**Instructions for the task:** The response must be made up of the lines in the entries below that contain "rear".

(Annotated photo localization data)

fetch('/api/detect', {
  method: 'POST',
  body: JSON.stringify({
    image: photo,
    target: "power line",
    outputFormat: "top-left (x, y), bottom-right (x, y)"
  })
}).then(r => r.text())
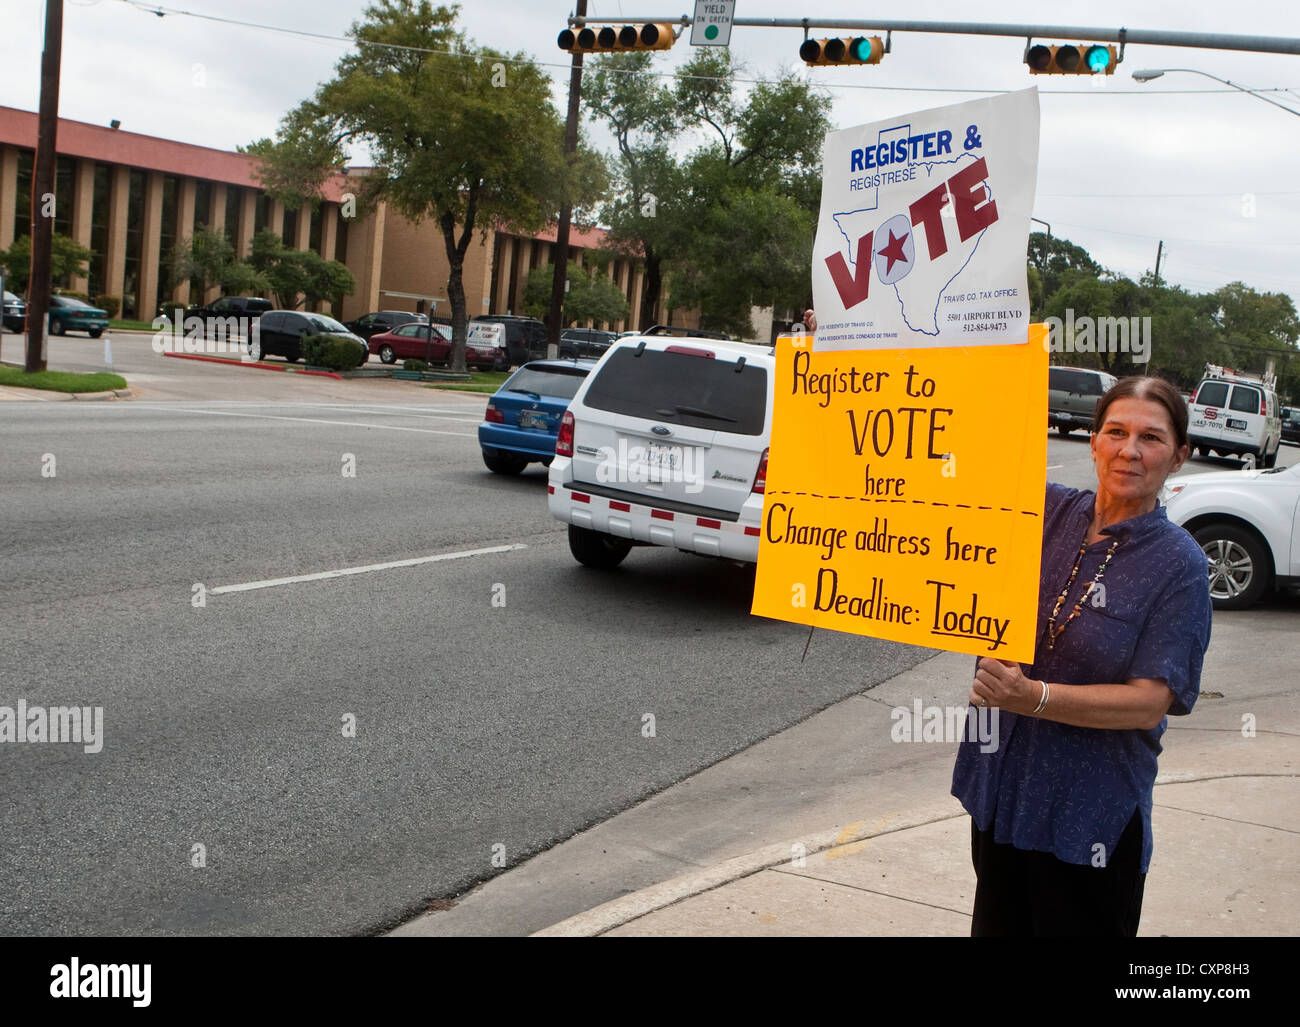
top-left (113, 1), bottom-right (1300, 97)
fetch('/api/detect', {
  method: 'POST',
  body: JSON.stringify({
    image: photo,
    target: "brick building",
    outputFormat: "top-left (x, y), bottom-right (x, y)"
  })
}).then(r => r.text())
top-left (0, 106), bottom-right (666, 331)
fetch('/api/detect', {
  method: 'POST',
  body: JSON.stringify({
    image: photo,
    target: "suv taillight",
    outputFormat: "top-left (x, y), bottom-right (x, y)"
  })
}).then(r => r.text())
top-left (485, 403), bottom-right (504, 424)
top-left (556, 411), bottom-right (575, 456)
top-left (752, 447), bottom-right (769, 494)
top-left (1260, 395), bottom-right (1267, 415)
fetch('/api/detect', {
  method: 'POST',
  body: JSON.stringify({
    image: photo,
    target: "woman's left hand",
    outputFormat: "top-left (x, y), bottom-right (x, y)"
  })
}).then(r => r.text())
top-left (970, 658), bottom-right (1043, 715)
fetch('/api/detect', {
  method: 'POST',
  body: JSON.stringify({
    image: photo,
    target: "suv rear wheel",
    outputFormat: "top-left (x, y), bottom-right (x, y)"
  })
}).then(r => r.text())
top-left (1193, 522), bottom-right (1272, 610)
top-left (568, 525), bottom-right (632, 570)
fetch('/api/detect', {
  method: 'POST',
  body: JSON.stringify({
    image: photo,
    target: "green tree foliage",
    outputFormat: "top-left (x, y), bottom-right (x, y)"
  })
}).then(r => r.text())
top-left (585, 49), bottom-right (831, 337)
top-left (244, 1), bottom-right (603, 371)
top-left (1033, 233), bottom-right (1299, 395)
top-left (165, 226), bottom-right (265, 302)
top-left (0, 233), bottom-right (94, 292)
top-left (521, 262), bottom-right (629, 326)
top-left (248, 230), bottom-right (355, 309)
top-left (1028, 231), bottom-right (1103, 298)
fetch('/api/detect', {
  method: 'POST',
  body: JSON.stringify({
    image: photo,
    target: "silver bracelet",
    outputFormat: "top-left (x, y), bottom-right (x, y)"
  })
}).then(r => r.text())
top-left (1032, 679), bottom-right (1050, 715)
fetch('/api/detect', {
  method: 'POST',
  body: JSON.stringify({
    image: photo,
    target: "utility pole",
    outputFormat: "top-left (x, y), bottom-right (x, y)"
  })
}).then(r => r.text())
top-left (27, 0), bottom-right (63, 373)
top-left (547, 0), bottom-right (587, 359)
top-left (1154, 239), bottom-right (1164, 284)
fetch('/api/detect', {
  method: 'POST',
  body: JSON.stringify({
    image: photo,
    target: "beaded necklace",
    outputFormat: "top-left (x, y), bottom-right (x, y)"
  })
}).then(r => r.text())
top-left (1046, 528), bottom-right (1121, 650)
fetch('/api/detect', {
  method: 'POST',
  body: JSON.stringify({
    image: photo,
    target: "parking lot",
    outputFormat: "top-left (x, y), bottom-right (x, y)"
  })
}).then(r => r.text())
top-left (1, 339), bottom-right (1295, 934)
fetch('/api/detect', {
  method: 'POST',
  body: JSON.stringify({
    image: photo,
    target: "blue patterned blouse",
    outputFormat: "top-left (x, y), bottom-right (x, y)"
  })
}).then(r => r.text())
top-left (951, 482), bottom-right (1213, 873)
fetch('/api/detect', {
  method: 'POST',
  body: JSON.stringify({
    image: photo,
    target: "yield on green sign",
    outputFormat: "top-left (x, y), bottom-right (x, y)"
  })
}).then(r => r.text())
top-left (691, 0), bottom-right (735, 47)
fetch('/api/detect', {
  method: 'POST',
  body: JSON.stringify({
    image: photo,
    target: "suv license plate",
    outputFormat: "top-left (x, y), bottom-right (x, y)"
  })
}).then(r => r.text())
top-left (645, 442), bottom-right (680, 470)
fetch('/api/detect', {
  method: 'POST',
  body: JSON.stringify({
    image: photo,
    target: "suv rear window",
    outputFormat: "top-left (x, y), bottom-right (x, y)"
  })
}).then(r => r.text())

**Result of the exercise:**
    target: "suv rear wheel",
    target: "suv rear window",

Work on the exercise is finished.